▶ INSTRUCTIONS TO FOLLOW
Would you output the entries below only from the line containing "sample | <point>190,515</point>" through the line containing "Target: baby's finger", exactly as they stand and with both ends included?

** EXCERPTED RECORDS follows **

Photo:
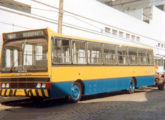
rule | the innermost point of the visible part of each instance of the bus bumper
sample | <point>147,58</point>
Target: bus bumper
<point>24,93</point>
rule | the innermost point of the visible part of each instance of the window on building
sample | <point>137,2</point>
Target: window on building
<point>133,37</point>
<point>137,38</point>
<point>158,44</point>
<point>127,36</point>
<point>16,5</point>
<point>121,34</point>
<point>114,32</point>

** End of EXCERPTED RECORDS **
** EXCERPTED RECORDS follows **

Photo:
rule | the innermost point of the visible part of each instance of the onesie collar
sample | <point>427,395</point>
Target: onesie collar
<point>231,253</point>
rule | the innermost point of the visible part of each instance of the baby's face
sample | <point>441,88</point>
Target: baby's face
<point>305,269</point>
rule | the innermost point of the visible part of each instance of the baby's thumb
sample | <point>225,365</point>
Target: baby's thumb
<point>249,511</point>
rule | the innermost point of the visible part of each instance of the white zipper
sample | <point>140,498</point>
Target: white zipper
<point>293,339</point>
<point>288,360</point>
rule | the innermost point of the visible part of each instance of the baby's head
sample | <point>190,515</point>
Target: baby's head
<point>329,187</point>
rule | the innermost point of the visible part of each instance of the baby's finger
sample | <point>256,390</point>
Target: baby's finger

** End of EXCERPTED RECORDS **

▶ SOLUTION TO THE PROBLEM
sample | <point>190,515</point>
Target: baby's head
<point>329,187</point>
rule | the innermost point of the visible part of each instance of the baby's finger
sample | <point>256,390</point>
Target: baby's finger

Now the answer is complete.